> Текст документа
* * * * *
И введя в свое повествование эти исторические детерминанты, писатель сам же делает все возможное, чтобы размыть их, упрятать подальше от глаз, от сознания, погруженного в какую-то животную, доразумную грезу, как бы работающего не корой, а мозжечком: “Маня пела-вела, пела-призывала, точилась, веяла, пересыпалась”, “Миля.. шипела и дерзко молилась” — поистине “слова рождались пупком внутрь”. Повесть — как трехслойный пирог: снизу — анатомия чресел с применением “ненормативной лексики”, которой безуспешно придается эпическое звучание; в середке — достоверная казачья одиссея; а сверху — могильный камень переиначенного диамата с разным там “самодвижением понятий” и “антиномичностью противоречий”. Скачки вперед-назад по натуральной хронологической шкале не подчинены никакой целесообразности, а имеют, кажется, единственную цель — смешать исторические карты, отнять у любого события несомненность бытия. Впечатление такое, что автор н е х о ч е т знать и того, что он доподлинно знает: синдром философской интоксикации включает мистификацию истории, обращаемой в сырье для мудрствования.
* * * * *
> Задания
1. Выведите в виде JSON-списка строк часть записей от строки с «Draw the outline of every instance of the **melted» до конца записей включительно. Каждая строка записей должна стать отдельной строкой списка, пустые строки не включайте.
2. Продолжите критический разбор повести с того места, на котором он заканчивается.

> Предоставленные записи
* * * * *
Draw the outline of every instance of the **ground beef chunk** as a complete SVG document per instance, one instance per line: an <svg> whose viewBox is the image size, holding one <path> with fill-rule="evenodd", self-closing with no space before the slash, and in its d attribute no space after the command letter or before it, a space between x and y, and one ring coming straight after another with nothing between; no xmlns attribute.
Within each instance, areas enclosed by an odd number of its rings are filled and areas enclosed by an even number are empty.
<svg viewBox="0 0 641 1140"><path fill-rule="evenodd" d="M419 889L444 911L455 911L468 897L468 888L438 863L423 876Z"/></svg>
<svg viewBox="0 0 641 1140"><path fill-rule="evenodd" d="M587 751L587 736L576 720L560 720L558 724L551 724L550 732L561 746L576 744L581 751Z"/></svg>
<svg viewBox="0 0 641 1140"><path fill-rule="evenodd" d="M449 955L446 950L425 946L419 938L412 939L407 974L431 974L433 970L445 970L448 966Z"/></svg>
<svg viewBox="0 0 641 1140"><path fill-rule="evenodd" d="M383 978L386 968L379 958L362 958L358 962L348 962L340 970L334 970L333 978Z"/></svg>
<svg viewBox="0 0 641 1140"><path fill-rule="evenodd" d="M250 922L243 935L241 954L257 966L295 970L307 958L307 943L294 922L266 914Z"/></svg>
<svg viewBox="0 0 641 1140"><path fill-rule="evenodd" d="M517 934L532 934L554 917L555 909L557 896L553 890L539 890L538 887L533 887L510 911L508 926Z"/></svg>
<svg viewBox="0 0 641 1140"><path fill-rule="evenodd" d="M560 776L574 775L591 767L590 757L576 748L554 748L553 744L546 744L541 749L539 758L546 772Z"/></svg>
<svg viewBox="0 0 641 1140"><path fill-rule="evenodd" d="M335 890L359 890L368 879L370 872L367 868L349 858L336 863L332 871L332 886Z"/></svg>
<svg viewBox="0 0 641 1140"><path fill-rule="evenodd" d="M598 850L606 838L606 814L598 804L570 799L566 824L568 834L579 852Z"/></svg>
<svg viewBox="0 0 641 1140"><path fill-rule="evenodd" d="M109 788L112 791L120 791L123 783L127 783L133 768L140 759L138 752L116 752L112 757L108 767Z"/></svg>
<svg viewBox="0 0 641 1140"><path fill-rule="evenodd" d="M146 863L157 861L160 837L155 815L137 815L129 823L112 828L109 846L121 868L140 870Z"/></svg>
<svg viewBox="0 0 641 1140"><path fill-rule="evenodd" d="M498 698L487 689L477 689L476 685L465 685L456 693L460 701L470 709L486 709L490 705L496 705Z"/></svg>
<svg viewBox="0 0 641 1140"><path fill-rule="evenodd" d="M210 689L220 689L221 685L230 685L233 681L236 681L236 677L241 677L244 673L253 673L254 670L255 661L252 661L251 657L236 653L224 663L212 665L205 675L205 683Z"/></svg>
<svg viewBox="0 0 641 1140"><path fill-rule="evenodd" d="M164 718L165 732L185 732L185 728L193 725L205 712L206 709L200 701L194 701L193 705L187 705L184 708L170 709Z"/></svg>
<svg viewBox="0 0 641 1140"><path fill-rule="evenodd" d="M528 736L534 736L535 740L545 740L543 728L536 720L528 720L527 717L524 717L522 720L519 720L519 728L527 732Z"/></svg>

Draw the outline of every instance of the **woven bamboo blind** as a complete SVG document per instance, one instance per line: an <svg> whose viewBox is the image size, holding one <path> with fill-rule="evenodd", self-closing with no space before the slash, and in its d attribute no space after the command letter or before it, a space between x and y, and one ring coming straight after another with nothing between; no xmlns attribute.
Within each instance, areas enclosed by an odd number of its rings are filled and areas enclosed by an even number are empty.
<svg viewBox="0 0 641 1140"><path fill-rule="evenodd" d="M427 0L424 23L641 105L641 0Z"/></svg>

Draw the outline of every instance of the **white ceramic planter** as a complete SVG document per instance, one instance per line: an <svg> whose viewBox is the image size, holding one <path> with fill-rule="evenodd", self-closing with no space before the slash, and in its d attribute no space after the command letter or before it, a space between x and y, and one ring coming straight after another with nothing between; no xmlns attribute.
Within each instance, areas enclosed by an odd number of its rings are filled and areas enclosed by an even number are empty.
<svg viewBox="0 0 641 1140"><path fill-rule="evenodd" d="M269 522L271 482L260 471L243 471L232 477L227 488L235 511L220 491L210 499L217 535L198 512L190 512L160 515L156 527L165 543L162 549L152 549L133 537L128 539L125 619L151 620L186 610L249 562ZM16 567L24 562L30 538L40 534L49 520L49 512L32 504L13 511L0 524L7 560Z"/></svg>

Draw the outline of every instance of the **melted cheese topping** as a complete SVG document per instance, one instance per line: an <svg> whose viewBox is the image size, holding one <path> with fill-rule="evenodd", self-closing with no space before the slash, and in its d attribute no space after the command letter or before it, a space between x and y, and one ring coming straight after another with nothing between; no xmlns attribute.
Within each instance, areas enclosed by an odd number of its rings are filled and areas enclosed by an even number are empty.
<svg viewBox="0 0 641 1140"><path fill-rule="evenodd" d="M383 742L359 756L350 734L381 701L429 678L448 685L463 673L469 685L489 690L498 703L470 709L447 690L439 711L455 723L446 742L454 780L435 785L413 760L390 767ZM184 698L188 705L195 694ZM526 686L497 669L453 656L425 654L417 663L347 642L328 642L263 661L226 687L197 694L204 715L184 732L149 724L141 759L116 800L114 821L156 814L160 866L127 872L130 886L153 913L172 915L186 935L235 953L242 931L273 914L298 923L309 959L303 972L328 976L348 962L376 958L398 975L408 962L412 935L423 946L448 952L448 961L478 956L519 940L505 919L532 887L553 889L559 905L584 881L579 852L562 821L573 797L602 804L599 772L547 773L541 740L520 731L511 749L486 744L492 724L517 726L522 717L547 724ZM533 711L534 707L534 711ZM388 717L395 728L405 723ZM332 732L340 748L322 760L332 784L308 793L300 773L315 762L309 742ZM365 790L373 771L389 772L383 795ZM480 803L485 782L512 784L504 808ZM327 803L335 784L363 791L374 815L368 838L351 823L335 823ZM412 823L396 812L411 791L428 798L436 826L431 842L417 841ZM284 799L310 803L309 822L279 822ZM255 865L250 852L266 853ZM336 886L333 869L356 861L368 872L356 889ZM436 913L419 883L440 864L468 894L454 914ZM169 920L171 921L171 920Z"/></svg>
* * * * *
> Итоговые ответы
1.
[
  "Draw the outline of every instance of the **melted cheese topping** as a complete SVG document per instance, one instance per line: an <svg> whose viewBox is the image size, holding one <path> with fill-rule=\"evenodd\", self-closing with no space before the slash, and in its d attribute no space after the command letter or before it, a space between x and y, and one ring coming straight after another with nothing between; no xmlns attribute.",
  "Within each instance, areas enclosed by an odd number of its rings are filled and areas enclosed by an even number are empty.",
  "<svg viewBox=\"0 0 641 1140\"><path fill-rule=\"evenodd\" d=\"M383 742L359 756L350 734L381 701L429 678L448 685L463 673L469 685L489 690L498 703L470 709L447 690L439 711L455 723L446 742L454 780L435 785L413 760L390 767ZM184 698L188 705L195 694ZM526 686L497 669L453 656L425 654L417 663L347 642L328 642L263 661L226 687L197 694L204 715L184 732L149 724L141 759L116 800L114 821L156 814L160 866L127 872L130 886L153 913L172 915L186 935L235 953L242 931L273 914L298 923L309 959L303 972L328 976L348 962L376 958L398 975L408 962L412 935L423 946L448 952L448 961L478 956L519 940L505 919L532 887L553 889L559 905L584 881L579 852L562 821L573 797L602 804L599 772L547 773L541 740L520 731L511 749L486 744L492 724L517 726L522 717L547 724ZM533 711L534 707L534 711ZM388 717L395 728L405 723ZM332 732L340 748L322 760L332 784L308 793L300 773L315 762L309 742ZM365 790L373 771L389 772L383 795ZM480 803L485 782L512 784L504 808ZM327 803L335 784L363 791L374 815L368 838L351 823L335 823ZM412 823L396 812L411 791L428 798L436 826L431 842L417 841ZM284 799L310 803L309 822L279 822ZM255 865L250 852L266 853ZM336 886L333 869L356 861L368 872L356 889ZM436 913L419 883L440 864L468 894L454 914ZM169 920L171 921L171 920Z\"/></svg>"
]

2.
О Шарове, пусть он многого д е й с т в и т е л ь н о не знает, могу сказать то же самое. Пишет он в “Репетициях” без правил. В повести Гоголя нос исчезает у майора Ковалева 25 марта — в “день Благовещения у католиков”. Или: Никон “стал жаловаться, что не может решиться повесить в монастыре свой портрет(!)”. Или:

“28 апреля ровно через месяц после поздней в 1667 году Пасхи...” (ну как же Пасха, празднуемая в марте — начале апреля, может быть названа поздней, по какому стилю ни считай?).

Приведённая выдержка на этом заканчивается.